Retype all material exactly. Pictures stay out of the copy.

·····

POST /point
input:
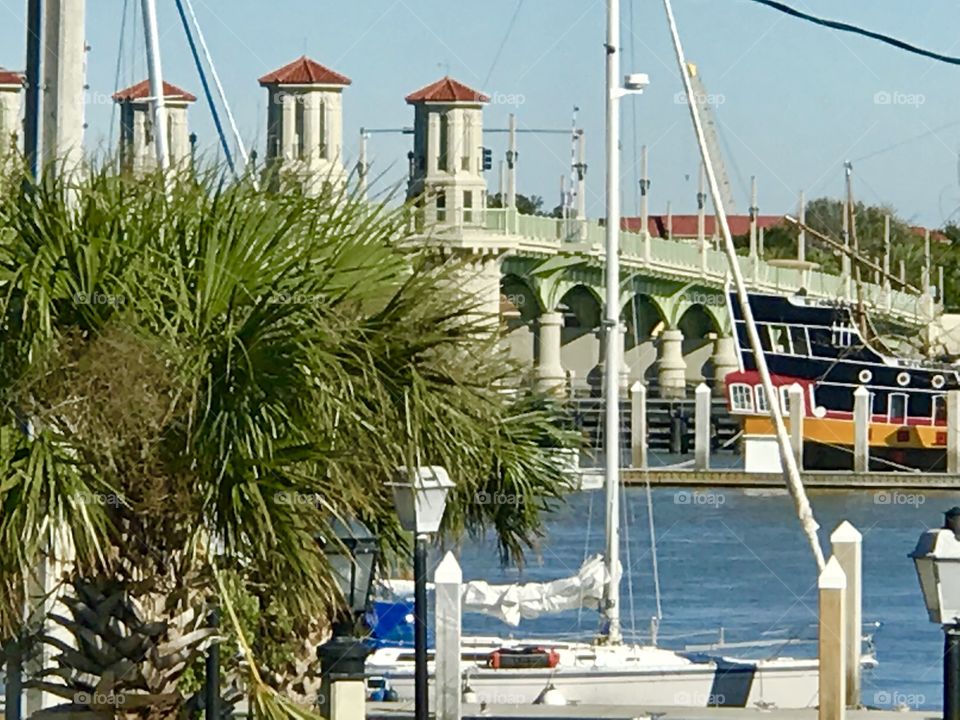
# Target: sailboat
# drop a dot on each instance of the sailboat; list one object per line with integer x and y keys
{"x": 606, "y": 670}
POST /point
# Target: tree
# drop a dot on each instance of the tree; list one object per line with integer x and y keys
{"x": 526, "y": 205}
{"x": 197, "y": 380}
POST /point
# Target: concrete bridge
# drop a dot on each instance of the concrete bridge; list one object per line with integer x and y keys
{"x": 548, "y": 277}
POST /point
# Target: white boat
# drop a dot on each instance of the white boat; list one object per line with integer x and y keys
{"x": 608, "y": 671}
{"x": 626, "y": 675}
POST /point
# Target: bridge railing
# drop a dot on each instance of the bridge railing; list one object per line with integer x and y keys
{"x": 689, "y": 260}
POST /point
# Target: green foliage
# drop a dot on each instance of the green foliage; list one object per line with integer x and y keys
{"x": 202, "y": 360}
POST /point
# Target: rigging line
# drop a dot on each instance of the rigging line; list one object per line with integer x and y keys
{"x": 900, "y": 143}
{"x": 586, "y": 550}
{"x": 503, "y": 43}
{"x": 216, "y": 79}
{"x": 846, "y": 27}
{"x": 206, "y": 90}
{"x": 633, "y": 119}
{"x": 116, "y": 74}
{"x": 629, "y": 563}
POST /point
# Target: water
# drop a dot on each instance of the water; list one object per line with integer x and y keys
{"x": 738, "y": 559}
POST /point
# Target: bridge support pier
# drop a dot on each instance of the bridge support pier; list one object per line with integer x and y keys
{"x": 725, "y": 361}
{"x": 550, "y": 373}
{"x": 671, "y": 367}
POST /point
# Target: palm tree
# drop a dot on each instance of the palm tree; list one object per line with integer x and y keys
{"x": 196, "y": 380}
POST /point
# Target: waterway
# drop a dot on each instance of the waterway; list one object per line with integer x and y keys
{"x": 737, "y": 559}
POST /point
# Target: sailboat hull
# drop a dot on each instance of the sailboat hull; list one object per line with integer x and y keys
{"x": 628, "y": 676}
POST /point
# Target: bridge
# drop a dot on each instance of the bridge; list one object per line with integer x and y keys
{"x": 542, "y": 276}
{"x": 677, "y": 330}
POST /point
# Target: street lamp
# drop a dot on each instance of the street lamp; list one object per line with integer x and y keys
{"x": 420, "y": 495}
{"x": 937, "y": 558}
{"x": 351, "y": 552}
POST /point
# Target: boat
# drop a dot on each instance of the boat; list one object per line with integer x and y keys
{"x": 605, "y": 669}
{"x": 819, "y": 345}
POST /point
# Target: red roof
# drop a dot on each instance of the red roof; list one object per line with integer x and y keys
{"x": 8, "y": 77}
{"x": 141, "y": 91}
{"x": 446, "y": 89}
{"x": 304, "y": 71}
{"x": 686, "y": 225}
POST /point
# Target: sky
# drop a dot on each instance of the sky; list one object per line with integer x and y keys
{"x": 793, "y": 101}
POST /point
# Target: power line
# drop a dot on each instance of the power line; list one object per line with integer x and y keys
{"x": 503, "y": 43}
{"x": 846, "y": 27}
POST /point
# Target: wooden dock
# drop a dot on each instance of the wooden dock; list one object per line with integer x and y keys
{"x": 404, "y": 711}
{"x": 834, "y": 480}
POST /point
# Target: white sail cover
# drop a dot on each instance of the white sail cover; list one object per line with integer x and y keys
{"x": 511, "y": 603}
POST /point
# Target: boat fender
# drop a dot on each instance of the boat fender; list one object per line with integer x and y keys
{"x": 550, "y": 696}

·····

Result →
POST /point
input:
# Target: sailboat
# drop a dot on each instance of the sailboat; list one object per line with integer x and y keys
{"x": 606, "y": 670}
POST /point
# Target: tree
# drop a dot on each instance of the tree; list one object per line with integer x and y keys
{"x": 526, "y": 205}
{"x": 197, "y": 380}
POST /point
# Target: concrete bridge
# drop a dot on each instance of the concrete bridge; list one object per line with integer x and y keys
{"x": 548, "y": 277}
POST /point
# Target: white boat
# drop a dot on each instance of the white boat; list one object per line with integer x and y keys
{"x": 608, "y": 671}
{"x": 626, "y": 675}
POST /point
# Target: bridge railing
# drop a dot on each instance of the bridge railing; list one object per line with integer x and y keys
{"x": 689, "y": 260}
POST /point
# Target: green foliage
# drop a dot on each instance of the green foliage; list one object per line with integer x and y keys
{"x": 202, "y": 360}
POST /point
# Target: rigging line
# drop a dot on each instance of the rigging line; list one object per line with integer x and y keys
{"x": 900, "y": 143}
{"x": 586, "y": 550}
{"x": 503, "y": 43}
{"x": 216, "y": 79}
{"x": 846, "y": 27}
{"x": 206, "y": 90}
{"x": 633, "y": 119}
{"x": 116, "y": 74}
{"x": 629, "y": 563}
POST /point
# Target: water
# drop a dot on each instance of the water; list one object per line with integer x and y keys
{"x": 738, "y": 559}
POST /point
# Target: bridge support pier
# drop a dot on each instance of the bridge support pier; list one object per line with integer x and y keys
{"x": 725, "y": 361}
{"x": 550, "y": 373}
{"x": 671, "y": 367}
POST /point
# Target: palm tree
# drop a dot on each instance of the palm tree; list one object per line with integer x and y keys
{"x": 196, "y": 380}
POST /point
# Target: waterway
# drop a dot on each instance of the waterway; list one object per line with integer x and y keys
{"x": 737, "y": 559}
POST /point
# Target: sailboat hull
# drop a dot on each instance of the sailboat hull; list one object per line with integer x and y keys
{"x": 628, "y": 676}
POST /point
# Target: bridge
# drop a dot on each instance of the bridge; list one object per line with integer x and y keys
{"x": 542, "y": 276}
{"x": 677, "y": 330}
POST /point
# Target: street lamp
# drop a dot on each instance of the street lamp; list one object per line with integer x and y keys
{"x": 420, "y": 495}
{"x": 937, "y": 558}
{"x": 351, "y": 552}
POST /point
# Target: boat
# drop a dot on each instance of the boat; list one object per line with integer x and y keys
{"x": 605, "y": 669}
{"x": 819, "y": 345}
POST /point
# Target: red roof
# drop a dot on each instance of the red roof; list one object per line with integer x and y keys
{"x": 8, "y": 77}
{"x": 141, "y": 91}
{"x": 446, "y": 89}
{"x": 304, "y": 71}
{"x": 686, "y": 225}
POST /point
# Target: sky
# drop a dot on each instance of the sky; list one object per line with integer x and y keys
{"x": 793, "y": 101}
POST /point
# Target: power line
# drop a dot on each instance of the power line; list one object per line with integer x and y keys
{"x": 503, "y": 43}
{"x": 846, "y": 27}
POST /point
# Target: wooden dock
# drop a dot on each instance of the wooden dock; list one object per line with integer x and y keys
{"x": 404, "y": 711}
{"x": 834, "y": 480}
POST /point
# Target: white sail cover
# drop a dot on each instance of the white sail cover; list one object per line with integer x and y keys
{"x": 511, "y": 603}
POST /point
# Target: boat fender
# drop a dot on each instance of the boat fender; list one object per line with integer x and y keys
{"x": 550, "y": 696}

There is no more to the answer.